Given text>
◇ ◇ ◇
The Art of Knowledge
SABA - Ananlytics in Human Capital Development
Ok, so why I am so interested in this stuff you ask? I think once you come to some sort of material peace with yourself and you no longer seek the strange pleasures in life as your only motivation, you start to seek out how you can help and still be important. For some, after little deliberation, it's family, other's, God. I think those are the two major players for an unselfish outlet. Mine, right now is Human Capital issues. It interests me. I know that without solutions or at least ditch diggers our economy will cotinue to struggle and even scarier, the wealth and socio-oppurtunity gap will get larger. I don't want to see that. So I need to help in some way. Plus, it would be nice to be able to sustain myself off of what I feel is important. It's also a budding industry open for people with ideas. Anyway this article was sort of boring but important to read because it gave analytics to human capital and turned me on to some metrics used in the industry.
- Cost of learning is at 2% of the payroll
note - I wonder what the cost of lost initiative due to uninformed or underqualified staff, disgruntled stagnant employees quitting or worse wasting and stealing, and layoffs - Quantify ROI by defining competencies directly attributing to the corporate objective
note - - PDP! - Why are people investing in learning? - Learning and skills are a horizontal quality in what is becomming an evermore vertical economy.
◇ ◇ ◇
Using the information>
1 – Reproduce the part of the post on human capital development that begins at the words "- Cost of learning" and stops after the words "evermore vertical economy.".
2 – Decide whether each statement agrees with the post on human capital development, answering yes or no and quoting the deciding words: (a) The post puts the cost of learning at 2% of payroll. (b) The writer found the article exciting. (c) The writer's current focus is family.
◇ ◇ ◇
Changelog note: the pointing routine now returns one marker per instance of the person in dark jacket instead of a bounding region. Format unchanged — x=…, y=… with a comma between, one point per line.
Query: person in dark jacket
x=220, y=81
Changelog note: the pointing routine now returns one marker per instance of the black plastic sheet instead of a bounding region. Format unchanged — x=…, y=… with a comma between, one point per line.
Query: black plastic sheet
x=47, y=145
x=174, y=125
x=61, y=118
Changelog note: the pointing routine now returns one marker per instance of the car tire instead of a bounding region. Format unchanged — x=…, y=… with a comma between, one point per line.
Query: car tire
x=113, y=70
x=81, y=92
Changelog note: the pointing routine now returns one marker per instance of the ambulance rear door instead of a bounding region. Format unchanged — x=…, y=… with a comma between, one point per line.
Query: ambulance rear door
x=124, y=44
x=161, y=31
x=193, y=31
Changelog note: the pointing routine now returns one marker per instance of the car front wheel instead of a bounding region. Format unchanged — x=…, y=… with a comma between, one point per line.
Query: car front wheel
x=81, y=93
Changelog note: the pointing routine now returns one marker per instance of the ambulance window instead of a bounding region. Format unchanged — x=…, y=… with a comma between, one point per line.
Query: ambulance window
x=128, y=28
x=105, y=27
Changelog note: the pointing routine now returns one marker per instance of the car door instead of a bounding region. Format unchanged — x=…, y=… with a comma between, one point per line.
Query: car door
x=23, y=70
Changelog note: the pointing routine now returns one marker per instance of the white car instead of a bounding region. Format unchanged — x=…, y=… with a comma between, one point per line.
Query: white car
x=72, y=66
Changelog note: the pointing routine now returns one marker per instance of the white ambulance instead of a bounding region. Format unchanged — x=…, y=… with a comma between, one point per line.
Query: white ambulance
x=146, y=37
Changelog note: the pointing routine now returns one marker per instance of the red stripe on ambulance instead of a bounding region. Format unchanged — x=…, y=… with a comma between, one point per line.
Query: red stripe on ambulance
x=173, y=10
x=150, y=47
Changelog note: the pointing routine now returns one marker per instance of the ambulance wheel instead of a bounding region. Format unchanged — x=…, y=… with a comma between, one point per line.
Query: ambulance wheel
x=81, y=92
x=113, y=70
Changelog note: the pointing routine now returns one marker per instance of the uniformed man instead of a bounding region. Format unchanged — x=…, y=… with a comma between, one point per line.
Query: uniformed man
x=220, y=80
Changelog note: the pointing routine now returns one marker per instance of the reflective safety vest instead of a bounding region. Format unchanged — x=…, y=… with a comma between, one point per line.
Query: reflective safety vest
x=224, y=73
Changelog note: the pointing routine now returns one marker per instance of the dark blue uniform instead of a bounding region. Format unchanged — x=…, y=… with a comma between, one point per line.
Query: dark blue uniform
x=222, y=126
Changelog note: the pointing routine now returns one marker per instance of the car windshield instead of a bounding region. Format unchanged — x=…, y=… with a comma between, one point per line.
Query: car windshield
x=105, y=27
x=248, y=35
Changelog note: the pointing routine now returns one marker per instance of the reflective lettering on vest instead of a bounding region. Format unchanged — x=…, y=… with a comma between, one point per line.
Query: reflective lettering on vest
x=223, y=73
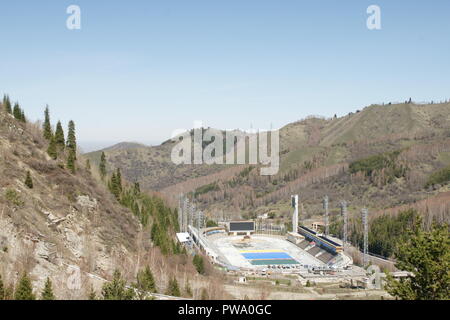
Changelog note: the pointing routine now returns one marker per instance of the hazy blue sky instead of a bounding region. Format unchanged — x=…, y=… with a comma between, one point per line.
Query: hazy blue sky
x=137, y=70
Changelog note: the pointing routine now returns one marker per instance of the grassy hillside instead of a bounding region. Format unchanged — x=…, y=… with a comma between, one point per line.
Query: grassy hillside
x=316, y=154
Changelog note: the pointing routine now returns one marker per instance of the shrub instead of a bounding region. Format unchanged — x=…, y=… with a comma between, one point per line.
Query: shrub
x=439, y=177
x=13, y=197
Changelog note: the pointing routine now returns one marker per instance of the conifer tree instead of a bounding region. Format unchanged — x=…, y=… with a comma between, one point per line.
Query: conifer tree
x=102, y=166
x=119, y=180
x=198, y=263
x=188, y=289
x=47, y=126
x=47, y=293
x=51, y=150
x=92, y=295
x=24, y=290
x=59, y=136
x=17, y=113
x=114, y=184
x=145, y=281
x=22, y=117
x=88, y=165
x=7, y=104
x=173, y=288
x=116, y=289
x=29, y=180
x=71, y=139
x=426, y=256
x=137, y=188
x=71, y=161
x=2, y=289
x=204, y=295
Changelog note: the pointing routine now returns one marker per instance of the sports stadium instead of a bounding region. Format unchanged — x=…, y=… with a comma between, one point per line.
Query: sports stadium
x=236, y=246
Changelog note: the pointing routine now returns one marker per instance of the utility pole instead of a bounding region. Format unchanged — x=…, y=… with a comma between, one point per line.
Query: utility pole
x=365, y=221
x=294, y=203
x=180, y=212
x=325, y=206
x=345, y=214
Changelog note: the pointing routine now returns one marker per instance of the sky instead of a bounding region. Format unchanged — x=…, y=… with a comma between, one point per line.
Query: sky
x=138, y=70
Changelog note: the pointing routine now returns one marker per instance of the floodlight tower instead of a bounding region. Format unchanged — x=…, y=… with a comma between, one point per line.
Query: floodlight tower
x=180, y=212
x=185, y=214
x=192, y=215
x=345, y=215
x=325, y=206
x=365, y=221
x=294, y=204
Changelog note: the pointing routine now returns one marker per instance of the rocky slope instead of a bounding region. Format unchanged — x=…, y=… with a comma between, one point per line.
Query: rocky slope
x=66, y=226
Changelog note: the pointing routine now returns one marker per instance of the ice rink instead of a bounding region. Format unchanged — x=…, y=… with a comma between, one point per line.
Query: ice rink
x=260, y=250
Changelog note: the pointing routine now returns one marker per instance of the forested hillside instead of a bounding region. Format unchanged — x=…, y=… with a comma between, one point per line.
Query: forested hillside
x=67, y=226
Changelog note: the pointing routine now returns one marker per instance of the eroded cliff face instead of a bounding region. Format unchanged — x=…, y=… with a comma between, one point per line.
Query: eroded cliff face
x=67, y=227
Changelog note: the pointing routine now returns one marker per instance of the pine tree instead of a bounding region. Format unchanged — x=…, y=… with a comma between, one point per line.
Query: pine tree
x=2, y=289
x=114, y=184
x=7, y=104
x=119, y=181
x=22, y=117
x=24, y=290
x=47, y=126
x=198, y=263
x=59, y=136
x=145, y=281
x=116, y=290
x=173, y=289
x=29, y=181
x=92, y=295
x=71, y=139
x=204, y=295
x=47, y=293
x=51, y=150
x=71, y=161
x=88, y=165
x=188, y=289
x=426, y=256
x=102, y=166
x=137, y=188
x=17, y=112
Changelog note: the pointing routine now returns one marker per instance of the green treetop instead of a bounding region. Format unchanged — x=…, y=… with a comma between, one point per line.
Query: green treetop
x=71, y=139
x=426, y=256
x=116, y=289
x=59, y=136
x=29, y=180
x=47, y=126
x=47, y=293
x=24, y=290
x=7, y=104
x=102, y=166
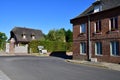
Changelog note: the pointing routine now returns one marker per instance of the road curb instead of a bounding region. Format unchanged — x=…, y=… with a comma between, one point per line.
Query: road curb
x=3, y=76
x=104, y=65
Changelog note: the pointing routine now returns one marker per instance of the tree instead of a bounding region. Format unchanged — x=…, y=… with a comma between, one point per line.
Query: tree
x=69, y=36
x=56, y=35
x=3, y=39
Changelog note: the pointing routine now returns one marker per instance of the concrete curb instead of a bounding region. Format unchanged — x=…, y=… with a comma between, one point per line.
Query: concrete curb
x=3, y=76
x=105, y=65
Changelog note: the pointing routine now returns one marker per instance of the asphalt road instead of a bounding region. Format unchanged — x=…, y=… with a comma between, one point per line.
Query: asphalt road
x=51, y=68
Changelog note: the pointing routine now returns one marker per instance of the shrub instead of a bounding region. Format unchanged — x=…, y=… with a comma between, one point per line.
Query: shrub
◇ ◇ ◇
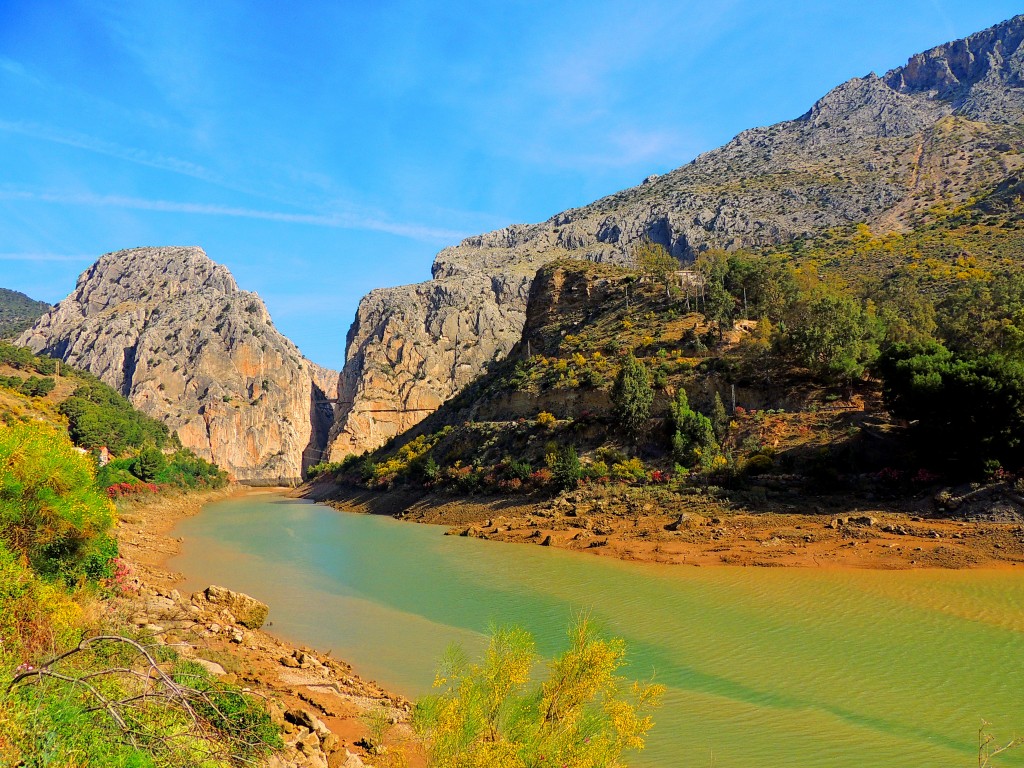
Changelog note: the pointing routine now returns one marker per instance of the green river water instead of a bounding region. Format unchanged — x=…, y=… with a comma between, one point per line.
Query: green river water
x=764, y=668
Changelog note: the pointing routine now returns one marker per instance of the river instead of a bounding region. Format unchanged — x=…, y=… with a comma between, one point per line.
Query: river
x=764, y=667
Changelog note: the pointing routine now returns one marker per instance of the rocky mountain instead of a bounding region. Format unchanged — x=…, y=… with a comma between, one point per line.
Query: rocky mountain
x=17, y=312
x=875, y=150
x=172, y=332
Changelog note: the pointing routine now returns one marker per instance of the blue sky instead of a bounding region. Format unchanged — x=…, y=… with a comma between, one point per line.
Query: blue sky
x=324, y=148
◇ ◇ ◇
List of answers>
1 –
- Cost of learning is at 2% of the payroll
note - I wonder what the cost of lost initiative due to uninformed or underqualified staff, disgruntled stagnant employees quitting or worse wasting and stealing, and layoffs - Quantify ROI by defining competencies directly attributing to the corporate objective
note - - PDP! - Why are people investing in learning? - Learning and skills are a horizontal quality in what is becomming an evermore vertical economy.

2 –
(a) Yes: "Cost of learning is at 2% of the payroll"
(b) No: "this article was sort of boring but important to read"
(c) No: "Mine, right now is Human Capital issues."